[Supplied material]
=== Begin Enclosure ===

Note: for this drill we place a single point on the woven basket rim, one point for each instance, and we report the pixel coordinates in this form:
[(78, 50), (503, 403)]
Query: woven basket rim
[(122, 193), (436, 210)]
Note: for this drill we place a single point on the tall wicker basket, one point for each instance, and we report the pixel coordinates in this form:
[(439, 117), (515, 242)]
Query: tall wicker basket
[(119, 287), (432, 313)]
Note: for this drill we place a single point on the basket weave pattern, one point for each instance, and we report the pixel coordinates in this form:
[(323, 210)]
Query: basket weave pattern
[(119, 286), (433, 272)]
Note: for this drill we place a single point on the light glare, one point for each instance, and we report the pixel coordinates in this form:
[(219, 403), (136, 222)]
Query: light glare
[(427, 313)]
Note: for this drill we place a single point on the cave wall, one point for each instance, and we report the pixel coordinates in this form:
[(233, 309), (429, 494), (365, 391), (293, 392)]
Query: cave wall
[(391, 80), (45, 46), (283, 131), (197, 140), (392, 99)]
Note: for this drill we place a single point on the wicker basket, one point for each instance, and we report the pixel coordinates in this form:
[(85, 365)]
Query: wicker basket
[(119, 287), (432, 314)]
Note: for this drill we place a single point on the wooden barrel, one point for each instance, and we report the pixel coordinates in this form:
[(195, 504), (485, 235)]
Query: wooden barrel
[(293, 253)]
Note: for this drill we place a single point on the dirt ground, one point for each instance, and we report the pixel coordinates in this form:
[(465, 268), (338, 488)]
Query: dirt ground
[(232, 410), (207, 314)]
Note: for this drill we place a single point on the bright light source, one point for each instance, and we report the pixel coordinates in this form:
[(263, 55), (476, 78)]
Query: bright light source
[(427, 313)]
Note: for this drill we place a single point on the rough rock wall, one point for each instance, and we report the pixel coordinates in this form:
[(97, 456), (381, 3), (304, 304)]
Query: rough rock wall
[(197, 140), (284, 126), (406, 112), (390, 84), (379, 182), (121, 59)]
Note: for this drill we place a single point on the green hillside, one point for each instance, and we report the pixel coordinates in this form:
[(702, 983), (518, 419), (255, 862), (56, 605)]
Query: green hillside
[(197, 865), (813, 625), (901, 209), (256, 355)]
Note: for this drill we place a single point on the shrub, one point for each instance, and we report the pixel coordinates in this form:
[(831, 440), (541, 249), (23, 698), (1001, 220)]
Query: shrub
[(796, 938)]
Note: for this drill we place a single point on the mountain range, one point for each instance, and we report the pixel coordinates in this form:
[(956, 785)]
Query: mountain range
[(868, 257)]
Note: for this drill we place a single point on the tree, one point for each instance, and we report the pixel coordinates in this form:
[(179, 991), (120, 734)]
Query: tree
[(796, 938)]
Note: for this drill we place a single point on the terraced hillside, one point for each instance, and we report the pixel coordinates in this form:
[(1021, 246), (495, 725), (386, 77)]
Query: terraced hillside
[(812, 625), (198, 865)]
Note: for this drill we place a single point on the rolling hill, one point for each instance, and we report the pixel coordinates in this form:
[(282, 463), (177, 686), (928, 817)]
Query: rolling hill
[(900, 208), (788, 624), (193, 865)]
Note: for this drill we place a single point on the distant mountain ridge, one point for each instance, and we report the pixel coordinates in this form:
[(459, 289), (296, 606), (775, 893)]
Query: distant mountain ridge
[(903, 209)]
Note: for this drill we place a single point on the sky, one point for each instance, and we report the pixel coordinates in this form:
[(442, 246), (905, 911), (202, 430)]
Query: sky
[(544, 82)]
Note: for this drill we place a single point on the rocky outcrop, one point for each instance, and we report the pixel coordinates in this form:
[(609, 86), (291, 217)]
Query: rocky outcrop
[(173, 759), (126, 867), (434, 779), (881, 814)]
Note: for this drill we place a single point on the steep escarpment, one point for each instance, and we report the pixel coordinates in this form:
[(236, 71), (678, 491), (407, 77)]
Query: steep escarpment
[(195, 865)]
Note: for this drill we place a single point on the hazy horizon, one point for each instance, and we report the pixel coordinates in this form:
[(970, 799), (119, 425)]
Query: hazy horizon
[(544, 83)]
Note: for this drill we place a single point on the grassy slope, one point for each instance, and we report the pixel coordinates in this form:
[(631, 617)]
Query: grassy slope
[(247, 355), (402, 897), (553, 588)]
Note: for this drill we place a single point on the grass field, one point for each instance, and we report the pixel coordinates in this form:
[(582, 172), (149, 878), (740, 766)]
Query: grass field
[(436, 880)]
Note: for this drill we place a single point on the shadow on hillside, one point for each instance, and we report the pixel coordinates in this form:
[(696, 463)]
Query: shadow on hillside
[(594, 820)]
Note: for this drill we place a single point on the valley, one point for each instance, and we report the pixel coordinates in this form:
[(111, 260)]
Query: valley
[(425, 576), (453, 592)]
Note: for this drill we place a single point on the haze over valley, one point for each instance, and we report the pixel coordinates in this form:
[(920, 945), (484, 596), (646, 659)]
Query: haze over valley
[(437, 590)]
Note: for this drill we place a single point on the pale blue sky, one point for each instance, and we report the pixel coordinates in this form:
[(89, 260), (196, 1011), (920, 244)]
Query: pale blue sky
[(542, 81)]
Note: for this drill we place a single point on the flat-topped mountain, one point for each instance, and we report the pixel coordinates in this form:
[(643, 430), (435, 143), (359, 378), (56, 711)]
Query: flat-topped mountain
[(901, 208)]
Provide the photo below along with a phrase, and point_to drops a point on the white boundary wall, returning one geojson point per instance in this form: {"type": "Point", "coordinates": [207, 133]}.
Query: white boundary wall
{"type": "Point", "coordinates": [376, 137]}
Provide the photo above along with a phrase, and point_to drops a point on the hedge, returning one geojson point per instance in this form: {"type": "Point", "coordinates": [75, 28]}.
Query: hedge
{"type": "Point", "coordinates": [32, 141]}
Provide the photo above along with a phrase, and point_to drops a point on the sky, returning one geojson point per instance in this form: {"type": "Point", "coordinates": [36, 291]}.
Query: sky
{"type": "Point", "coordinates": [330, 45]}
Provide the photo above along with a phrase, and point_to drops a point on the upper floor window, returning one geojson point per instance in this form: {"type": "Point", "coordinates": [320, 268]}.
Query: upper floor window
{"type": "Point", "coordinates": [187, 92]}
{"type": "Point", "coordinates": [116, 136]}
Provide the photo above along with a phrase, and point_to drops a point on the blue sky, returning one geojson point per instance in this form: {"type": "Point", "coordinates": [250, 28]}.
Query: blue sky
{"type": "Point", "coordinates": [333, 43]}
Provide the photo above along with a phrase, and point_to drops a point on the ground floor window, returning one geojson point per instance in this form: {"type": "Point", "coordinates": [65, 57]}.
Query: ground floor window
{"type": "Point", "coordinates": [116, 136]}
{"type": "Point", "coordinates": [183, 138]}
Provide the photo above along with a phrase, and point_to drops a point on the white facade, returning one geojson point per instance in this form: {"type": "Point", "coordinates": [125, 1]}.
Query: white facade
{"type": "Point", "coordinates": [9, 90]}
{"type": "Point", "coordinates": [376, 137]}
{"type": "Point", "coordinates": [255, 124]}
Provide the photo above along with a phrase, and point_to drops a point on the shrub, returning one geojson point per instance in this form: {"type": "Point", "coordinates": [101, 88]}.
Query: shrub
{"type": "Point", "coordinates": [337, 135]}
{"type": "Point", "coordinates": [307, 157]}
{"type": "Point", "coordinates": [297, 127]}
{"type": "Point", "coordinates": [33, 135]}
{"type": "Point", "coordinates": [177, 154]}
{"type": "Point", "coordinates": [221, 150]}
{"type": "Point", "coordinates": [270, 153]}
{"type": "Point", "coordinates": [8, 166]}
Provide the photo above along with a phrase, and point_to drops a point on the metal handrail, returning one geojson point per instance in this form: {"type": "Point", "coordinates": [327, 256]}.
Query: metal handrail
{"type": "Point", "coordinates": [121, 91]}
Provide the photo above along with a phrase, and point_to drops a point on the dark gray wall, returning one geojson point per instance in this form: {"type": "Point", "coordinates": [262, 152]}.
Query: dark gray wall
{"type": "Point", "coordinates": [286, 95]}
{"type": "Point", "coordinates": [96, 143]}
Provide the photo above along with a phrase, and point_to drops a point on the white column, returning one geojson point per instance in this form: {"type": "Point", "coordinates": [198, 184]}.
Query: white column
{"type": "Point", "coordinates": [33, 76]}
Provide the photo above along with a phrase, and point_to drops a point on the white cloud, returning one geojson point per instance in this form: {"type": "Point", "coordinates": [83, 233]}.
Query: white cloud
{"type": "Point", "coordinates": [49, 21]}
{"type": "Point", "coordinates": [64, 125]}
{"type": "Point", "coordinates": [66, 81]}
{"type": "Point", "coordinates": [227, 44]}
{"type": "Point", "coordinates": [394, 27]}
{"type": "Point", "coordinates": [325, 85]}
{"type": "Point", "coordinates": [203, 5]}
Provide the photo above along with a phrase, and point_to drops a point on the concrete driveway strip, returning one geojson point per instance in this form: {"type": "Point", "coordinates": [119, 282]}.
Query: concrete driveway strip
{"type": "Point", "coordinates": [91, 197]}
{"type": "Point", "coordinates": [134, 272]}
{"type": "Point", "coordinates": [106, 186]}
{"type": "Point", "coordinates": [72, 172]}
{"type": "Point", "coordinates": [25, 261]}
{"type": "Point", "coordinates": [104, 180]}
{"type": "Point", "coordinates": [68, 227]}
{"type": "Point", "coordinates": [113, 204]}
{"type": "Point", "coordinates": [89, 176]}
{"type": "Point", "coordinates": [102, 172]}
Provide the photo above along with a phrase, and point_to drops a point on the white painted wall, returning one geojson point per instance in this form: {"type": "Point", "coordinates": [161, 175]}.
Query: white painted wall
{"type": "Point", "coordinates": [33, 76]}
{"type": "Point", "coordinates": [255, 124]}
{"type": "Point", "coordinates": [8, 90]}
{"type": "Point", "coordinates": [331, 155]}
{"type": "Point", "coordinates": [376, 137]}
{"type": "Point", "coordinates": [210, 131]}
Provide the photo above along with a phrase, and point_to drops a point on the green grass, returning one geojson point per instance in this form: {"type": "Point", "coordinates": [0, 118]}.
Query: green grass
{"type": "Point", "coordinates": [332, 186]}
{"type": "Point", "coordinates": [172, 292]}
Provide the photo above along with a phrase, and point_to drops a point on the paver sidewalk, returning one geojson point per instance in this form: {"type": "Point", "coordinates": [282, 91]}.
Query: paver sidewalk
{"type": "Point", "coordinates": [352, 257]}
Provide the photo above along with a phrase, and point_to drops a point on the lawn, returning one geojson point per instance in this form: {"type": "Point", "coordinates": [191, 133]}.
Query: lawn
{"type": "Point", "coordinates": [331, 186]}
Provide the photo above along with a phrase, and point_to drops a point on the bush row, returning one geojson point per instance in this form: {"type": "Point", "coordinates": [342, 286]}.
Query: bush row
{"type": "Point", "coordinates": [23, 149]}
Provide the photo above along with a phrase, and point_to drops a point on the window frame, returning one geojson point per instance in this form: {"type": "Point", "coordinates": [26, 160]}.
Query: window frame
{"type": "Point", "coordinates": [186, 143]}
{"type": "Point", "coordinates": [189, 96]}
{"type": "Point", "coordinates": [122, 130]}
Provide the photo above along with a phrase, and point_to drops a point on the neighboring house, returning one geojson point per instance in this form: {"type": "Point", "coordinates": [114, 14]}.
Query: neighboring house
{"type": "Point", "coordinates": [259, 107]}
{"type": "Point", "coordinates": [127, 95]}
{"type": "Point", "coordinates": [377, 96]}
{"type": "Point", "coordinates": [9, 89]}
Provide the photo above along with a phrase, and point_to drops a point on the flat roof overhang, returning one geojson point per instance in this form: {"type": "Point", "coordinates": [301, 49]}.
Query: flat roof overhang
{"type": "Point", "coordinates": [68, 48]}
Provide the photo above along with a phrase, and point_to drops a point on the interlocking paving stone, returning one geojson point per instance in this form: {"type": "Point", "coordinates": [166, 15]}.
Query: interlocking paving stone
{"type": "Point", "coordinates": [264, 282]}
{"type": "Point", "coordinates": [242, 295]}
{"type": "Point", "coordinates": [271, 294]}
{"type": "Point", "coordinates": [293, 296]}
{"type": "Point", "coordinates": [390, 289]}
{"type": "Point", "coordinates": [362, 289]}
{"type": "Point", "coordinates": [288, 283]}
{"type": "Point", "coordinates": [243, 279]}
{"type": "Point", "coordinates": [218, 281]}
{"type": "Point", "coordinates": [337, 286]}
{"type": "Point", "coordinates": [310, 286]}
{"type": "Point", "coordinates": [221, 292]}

=== End Enclosure ===

[What the exercise asks] Repeat the lines above, from the one containing "on the bush" to the final line, word for word and with nothing else.

[Result for this exercise]
Provide the photo above along with a phrase, and point_to drops a point on the bush row, returning one geojson point per instance in this form: {"type": "Point", "coordinates": [342, 286]}.
Query: bush row
{"type": "Point", "coordinates": [23, 149]}
Provide the photo above along with a phrase, and point_to drops a point on the window frame, returning one geojson point per instance in this form: {"type": "Point", "coordinates": [26, 160]}.
Query: window frame
{"type": "Point", "coordinates": [186, 143]}
{"type": "Point", "coordinates": [189, 96]}
{"type": "Point", "coordinates": [122, 130]}
Provide the photo above along with a phrase, and point_to drops a point on the neighboring house, returning one geojson point per instance in this form: {"type": "Point", "coordinates": [114, 14]}.
Query: neighboring house
{"type": "Point", "coordinates": [259, 107]}
{"type": "Point", "coordinates": [127, 95]}
{"type": "Point", "coordinates": [377, 96]}
{"type": "Point", "coordinates": [9, 89]}
Provide the photo above along with a phrase, and point_to drops a point on the flat roof overhang, returning one geojson point per instance in this form: {"type": "Point", "coordinates": [301, 49]}.
Query: flat roof overhang
{"type": "Point", "coordinates": [68, 48]}
Provide the photo above along with a phrase, and point_to drops a point on the interlocking paving stone, returning one geojson point per instance in this form: {"type": "Point", "coordinates": [166, 15]}.
Query: interlocking paving stone
{"type": "Point", "coordinates": [264, 282]}
{"type": "Point", "coordinates": [242, 295]}
{"type": "Point", "coordinates": [271, 294]}
{"type": "Point", "coordinates": [293, 296]}
{"type": "Point", "coordinates": [390, 289]}
{"type": "Point", "coordinates": [362, 289]}
{"type": "Point", "coordinates": [288, 283]}
{"type": "Point", "coordinates": [243, 279]}
{"type": "Point", "coordinates": [218, 281]}
{"type": "Point", "coordinates": [337, 286]}
{"type": "Point", "coordinates": [310, 286]}
{"type": "Point", "coordinates": [221, 292]}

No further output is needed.